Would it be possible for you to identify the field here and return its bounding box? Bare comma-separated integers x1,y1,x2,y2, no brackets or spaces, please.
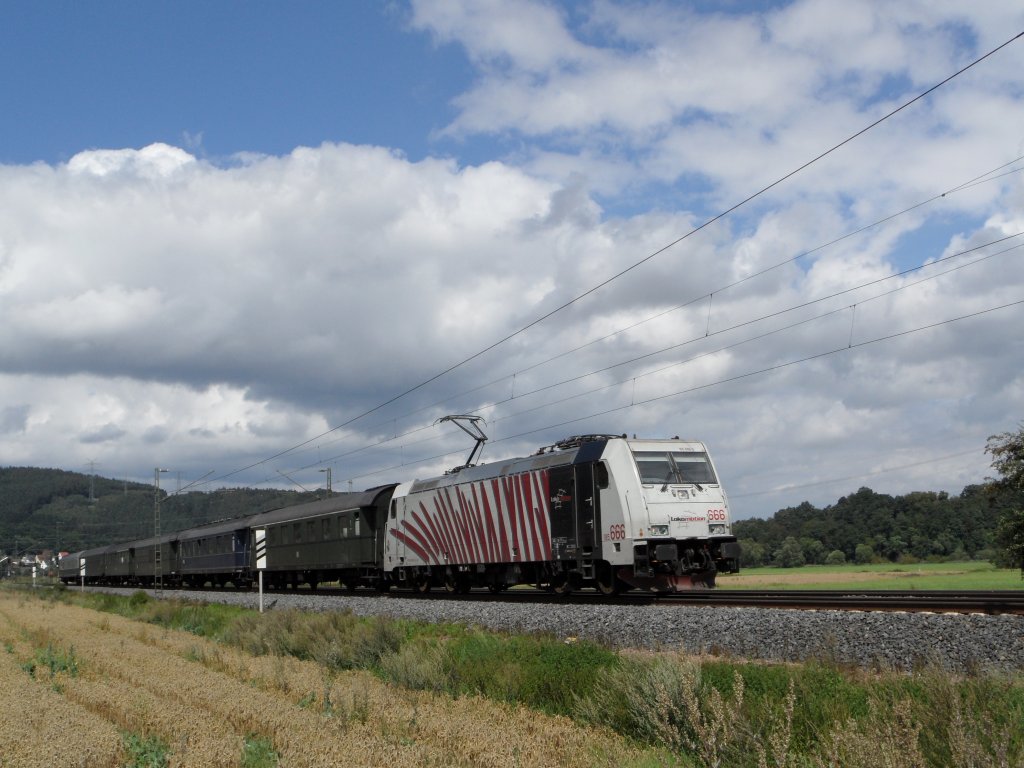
718,561,1024,590
0,588,1024,768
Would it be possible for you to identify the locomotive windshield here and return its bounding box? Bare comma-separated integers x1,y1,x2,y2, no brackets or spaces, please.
633,451,718,485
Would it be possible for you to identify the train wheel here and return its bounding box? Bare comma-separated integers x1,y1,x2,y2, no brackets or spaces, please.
551,573,572,597
594,560,618,597
444,573,470,595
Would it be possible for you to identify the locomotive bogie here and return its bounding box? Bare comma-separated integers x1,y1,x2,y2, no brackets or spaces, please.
59,435,739,595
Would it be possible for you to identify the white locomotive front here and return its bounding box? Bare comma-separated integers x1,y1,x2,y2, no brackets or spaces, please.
383,435,739,594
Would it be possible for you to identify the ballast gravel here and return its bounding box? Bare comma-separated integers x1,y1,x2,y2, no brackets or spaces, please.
121,591,1024,672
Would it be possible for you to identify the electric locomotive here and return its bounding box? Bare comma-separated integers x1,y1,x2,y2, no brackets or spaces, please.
382,435,739,595
59,436,739,595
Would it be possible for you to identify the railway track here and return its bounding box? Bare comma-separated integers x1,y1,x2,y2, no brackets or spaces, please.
81,587,1024,615
655,589,1024,615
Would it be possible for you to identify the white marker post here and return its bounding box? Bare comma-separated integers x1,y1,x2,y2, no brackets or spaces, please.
253,528,266,613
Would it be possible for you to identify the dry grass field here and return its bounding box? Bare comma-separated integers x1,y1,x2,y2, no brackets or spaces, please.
0,592,649,768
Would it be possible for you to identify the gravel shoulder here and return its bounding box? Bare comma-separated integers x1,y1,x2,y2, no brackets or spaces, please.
101,590,1024,673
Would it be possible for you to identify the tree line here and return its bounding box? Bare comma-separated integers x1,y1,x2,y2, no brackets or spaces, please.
733,427,1024,568
0,467,316,556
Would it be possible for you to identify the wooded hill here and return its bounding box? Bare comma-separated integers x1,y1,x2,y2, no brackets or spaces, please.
733,485,1020,567
0,467,316,555
0,467,1020,567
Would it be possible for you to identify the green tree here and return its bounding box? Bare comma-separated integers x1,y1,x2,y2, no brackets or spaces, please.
825,549,846,565
854,544,874,565
985,425,1024,575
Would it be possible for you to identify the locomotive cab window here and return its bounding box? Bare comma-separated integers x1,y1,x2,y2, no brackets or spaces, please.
633,451,718,485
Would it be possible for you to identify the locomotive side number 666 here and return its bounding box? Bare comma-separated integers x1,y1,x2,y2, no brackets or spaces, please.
608,525,626,542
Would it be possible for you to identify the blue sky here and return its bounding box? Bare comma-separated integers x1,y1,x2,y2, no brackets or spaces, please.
0,0,1024,517
0,1,472,163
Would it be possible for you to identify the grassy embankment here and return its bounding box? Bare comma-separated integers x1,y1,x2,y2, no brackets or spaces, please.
0,591,1024,768
718,561,1024,590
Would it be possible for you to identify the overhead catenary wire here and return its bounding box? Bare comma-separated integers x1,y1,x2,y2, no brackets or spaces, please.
210,32,1024,482
274,232,1024,481
335,299,1024,480
266,155,1024,469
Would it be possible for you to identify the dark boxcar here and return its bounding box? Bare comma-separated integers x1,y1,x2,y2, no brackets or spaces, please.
80,547,110,584
172,517,252,587
103,544,134,584
250,485,395,589
57,552,84,584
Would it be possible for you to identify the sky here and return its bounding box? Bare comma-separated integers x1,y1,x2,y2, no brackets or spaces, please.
0,0,1024,518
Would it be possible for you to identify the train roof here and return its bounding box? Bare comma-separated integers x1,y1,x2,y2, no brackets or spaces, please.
246,483,395,527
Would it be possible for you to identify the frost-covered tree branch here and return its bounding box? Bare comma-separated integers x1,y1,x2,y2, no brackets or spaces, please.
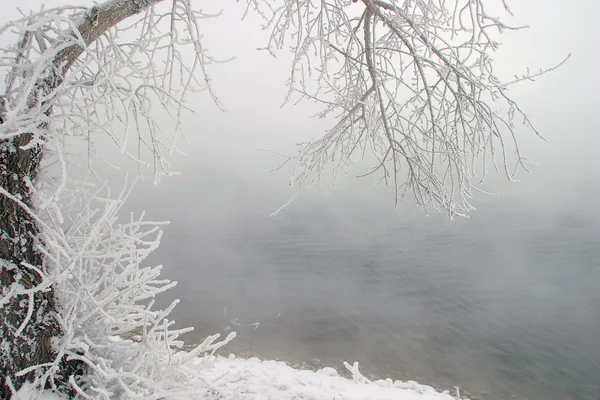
0,0,227,398
247,0,564,217
0,0,564,399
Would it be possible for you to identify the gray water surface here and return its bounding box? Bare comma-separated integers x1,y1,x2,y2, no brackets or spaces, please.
130,176,600,400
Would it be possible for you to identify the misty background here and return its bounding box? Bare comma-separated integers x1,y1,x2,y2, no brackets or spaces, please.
2,0,600,400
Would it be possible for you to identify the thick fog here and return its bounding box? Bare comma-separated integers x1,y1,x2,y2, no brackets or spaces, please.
0,0,600,400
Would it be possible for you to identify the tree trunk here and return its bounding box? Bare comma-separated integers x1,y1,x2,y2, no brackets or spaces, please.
0,0,162,399
0,135,68,399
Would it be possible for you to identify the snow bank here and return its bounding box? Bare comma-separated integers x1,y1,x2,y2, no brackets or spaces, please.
196,356,454,400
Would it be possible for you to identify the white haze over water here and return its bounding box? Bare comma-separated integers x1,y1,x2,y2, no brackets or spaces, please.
1,0,600,400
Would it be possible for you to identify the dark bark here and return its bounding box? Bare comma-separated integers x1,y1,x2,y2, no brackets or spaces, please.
0,0,161,399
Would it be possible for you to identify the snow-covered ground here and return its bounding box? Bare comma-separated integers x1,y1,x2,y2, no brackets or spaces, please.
13,356,455,400
197,357,454,400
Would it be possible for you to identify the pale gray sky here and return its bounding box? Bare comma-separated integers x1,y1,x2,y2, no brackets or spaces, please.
0,0,600,206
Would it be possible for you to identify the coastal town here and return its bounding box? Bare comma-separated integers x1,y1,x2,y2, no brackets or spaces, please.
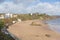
0,13,60,40
0,0,60,40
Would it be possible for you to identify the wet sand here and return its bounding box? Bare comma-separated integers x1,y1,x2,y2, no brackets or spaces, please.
8,20,60,40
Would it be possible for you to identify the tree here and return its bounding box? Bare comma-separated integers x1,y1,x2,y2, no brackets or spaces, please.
0,20,4,31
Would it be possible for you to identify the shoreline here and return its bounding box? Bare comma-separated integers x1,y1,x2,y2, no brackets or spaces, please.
8,20,60,40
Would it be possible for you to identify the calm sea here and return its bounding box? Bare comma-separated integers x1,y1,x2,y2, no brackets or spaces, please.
46,18,60,33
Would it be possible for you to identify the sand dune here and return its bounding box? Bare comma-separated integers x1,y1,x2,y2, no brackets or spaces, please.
8,20,60,40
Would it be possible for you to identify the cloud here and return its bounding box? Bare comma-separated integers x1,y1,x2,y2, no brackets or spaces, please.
0,0,60,15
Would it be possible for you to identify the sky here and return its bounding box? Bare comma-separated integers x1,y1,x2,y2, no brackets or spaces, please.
0,0,60,15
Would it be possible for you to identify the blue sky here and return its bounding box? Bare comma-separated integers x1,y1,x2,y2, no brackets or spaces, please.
0,0,60,15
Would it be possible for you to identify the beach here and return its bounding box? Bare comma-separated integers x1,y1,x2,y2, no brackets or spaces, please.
7,20,60,40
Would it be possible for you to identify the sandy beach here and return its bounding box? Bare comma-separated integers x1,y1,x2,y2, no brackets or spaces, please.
8,20,60,40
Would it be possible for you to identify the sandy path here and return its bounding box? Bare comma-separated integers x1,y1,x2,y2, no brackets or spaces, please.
8,20,60,40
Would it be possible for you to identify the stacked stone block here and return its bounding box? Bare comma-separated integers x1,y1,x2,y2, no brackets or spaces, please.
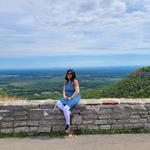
0,100,150,133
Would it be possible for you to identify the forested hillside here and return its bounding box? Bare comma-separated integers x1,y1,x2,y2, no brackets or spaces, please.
100,66,150,98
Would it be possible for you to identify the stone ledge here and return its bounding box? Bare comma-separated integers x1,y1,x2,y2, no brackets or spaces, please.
0,98,150,106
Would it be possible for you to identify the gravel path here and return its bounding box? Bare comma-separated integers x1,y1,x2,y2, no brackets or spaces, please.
0,134,150,150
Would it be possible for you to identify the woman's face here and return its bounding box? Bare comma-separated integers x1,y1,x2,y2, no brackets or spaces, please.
67,71,72,80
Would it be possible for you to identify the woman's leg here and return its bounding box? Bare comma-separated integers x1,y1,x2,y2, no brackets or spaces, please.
63,105,70,126
56,101,64,111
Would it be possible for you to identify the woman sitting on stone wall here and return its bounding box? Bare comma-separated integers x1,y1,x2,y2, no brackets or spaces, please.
56,69,80,133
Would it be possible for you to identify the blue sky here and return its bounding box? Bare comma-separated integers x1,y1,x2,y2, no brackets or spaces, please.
0,0,150,69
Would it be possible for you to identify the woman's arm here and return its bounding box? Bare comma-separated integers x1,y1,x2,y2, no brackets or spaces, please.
63,82,68,99
69,80,80,99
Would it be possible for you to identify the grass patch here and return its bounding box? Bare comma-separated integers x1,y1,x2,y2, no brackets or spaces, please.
0,128,150,138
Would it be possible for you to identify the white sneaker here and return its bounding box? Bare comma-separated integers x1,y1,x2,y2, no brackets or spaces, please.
44,110,48,116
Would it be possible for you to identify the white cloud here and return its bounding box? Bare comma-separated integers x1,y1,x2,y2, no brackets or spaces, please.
0,0,150,56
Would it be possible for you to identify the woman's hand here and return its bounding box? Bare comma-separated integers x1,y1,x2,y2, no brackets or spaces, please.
64,95,68,100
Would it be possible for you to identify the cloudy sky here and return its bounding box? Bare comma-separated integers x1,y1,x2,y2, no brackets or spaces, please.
0,0,150,69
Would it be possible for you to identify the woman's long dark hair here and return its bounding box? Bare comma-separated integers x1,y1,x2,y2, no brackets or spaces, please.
65,69,76,81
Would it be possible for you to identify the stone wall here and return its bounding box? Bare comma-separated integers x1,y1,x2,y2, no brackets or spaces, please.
0,99,150,133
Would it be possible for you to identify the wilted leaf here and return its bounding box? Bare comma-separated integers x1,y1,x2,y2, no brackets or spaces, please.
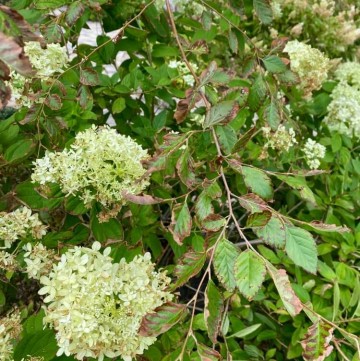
139,302,187,337
235,250,266,299
213,238,239,292
0,32,35,76
169,203,192,245
173,252,206,289
266,263,303,317
285,224,317,274
204,280,224,343
301,320,333,361
80,68,99,86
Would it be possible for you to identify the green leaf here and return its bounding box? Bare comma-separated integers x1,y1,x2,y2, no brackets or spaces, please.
229,30,239,54
204,280,224,343
241,166,273,199
285,224,317,274
253,215,285,248
227,323,262,338
267,263,303,317
235,250,266,299
14,329,58,361
263,55,287,73
4,139,35,163
139,302,187,337
65,1,85,26
301,321,333,361
169,203,192,245
173,252,206,289
215,125,237,154
204,100,235,128
253,0,272,25
213,238,239,292
80,68,99,86
44,94,62,110
111,98,126,114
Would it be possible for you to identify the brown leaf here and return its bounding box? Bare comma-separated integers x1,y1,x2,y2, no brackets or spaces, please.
122,192,163,205
0,32,35,76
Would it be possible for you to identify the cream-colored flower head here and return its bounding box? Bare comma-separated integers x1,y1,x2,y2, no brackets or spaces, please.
32,126,148,212
324,81,360,138
39,242,172,360
0,310,22,361
284,40,331,97
0,207,46,248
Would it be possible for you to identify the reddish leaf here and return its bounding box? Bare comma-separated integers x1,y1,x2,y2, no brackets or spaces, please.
139,302,187,337
169,203,192,245
0,32,35,76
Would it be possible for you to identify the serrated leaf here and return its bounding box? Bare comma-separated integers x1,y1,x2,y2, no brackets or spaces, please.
44,94,62,110
263,55,287,73
285,224,317,274
253,0,273,25
267,263,303,317
215,125,237,154
241,166,273,199
248,74,267,111
169,203,192,245
139,302,187,337
65,1,85,26
301,321,333,361
227,323,261,338
204,280,224,343
253,215,286,248
204,100,235,128
246,211,272,226
80,68,99,86
213,238,239,292
234,250,266,299
14,329,58,361
173,252,206,289
229,30,239,54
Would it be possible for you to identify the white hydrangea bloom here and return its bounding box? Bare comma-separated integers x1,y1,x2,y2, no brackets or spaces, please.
335,61,360,88
23,243,55,280
0,207,46,248
324,82,360,138
39,242,172,360
303,138,326,169
0,310,22,361
32,126,148,212
284,40,331,97
262,124,297,152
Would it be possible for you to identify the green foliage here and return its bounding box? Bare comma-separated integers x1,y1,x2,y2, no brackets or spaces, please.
0,0,360,361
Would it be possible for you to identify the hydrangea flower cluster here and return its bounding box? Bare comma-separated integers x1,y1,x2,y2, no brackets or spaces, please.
39,242,172,361
23,243,56,280
303,138,326,169
0,207,46,248
284,40,331,97
262,124,297,152
0,310,22,361
169,60,198,87
324,81,360,138
6,41,69,107
32,126,148,212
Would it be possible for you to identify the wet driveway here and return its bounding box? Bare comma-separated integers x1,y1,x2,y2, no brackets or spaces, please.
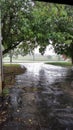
0,63,73,130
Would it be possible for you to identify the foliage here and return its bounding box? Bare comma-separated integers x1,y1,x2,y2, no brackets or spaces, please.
1,0,35,54
2,0,73,62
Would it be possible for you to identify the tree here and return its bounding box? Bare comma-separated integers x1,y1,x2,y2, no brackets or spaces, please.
2,0,73,63
31,2,73,64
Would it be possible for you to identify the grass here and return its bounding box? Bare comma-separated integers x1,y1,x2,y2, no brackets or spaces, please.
46,62,72,67
3,64,26,87
3,64,26,75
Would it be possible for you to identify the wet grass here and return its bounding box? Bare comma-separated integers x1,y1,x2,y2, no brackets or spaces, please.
3,64,26,75
46,62,72,67
3,64,26,88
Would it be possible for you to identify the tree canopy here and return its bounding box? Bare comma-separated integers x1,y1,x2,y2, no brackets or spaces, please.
1,0,73,62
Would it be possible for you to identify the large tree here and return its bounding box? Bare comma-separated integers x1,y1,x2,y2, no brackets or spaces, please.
1,0,33,54
30,2,73,64
1,0,73,63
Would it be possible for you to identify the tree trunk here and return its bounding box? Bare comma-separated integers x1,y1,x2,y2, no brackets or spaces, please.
0,12,2,94
9,50,13,63
71,56,73,65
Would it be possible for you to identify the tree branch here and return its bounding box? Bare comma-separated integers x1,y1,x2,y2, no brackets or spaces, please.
3,42,20,55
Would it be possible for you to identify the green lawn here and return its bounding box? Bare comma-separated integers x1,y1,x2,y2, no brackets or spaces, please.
46,62,72,67
3,64,26,75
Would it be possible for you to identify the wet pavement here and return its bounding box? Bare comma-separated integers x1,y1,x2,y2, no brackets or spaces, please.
0,63,73,130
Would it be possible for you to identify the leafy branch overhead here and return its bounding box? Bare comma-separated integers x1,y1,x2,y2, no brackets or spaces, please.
1,0,73,62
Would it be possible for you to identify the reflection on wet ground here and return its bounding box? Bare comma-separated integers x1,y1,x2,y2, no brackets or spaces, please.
0,63,73,130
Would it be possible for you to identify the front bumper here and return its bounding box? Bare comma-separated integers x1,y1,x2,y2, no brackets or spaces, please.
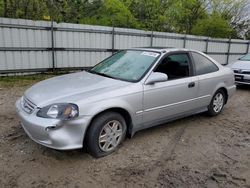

◆ **Given instruction**
Can you quote, unchanged, the lines between the one holding "Would it be possible for you to identify the woman's face" and the one holding "56,69,80,133", inclusive?

◆ **Result of this exercise**
Would it be possible for you to identify the woman's face here and return its bounding box? Bare comma-separated integers x1,y1,x2,y2, no brackets or spaces, please.
67,71,72,80
Would it be possible for you to identify the woman's leg here and return its bounding box? Bare comma-separated integers x1,y1,x2,y2, no brackets or spaces, please.
63,105,70,126
56,101,64,111
Would it be possible for you to identify the woman sitting on stone wall here and return its bounding box? Bare comma-separated integers x1,y1,x2,y2, no brackets or spaces, please.
56,69,80,133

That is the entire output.